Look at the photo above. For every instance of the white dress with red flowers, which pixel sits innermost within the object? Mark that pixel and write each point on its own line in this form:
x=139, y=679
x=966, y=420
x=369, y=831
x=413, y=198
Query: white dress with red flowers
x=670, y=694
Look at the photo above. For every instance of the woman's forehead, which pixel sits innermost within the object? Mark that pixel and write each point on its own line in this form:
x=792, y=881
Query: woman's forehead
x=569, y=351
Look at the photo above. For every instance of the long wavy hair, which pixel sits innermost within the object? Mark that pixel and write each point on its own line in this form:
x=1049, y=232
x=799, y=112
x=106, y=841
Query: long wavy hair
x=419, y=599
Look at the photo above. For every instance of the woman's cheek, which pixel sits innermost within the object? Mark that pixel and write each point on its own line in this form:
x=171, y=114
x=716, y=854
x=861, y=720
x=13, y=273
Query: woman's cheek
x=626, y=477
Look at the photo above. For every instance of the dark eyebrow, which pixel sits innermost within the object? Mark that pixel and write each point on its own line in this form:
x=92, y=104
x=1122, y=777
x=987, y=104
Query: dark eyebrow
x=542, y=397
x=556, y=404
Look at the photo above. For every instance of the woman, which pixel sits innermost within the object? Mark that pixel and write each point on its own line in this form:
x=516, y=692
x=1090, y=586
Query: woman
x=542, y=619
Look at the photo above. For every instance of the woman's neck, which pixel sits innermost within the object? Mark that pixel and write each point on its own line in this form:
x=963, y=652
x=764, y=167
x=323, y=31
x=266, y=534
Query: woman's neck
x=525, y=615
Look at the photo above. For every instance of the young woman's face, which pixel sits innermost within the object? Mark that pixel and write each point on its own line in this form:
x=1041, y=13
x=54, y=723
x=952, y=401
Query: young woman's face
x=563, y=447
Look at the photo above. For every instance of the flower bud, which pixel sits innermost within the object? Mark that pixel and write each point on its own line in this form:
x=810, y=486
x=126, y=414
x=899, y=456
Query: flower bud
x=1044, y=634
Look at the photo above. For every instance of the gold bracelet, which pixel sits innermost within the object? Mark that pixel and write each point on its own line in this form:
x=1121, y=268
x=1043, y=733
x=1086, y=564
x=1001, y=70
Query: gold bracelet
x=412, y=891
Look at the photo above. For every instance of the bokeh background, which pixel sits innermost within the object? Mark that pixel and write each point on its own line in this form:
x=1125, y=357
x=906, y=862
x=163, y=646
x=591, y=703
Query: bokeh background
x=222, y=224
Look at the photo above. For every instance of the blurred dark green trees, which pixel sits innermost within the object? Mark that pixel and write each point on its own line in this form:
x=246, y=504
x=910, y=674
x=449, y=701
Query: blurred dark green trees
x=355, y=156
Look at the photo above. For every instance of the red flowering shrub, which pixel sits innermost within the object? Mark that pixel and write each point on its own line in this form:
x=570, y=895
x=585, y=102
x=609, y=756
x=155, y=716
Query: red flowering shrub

______

ACTIVITY:
Only lines holding "shrub" are wanted; copy all of them from the listing.

REPLY:
Look at the photo above. For every instance of the red flowering shrub, which pixel sits innermost within the object? Mark that pixel and write each point on its own line in this form:
Query: red flowering shrub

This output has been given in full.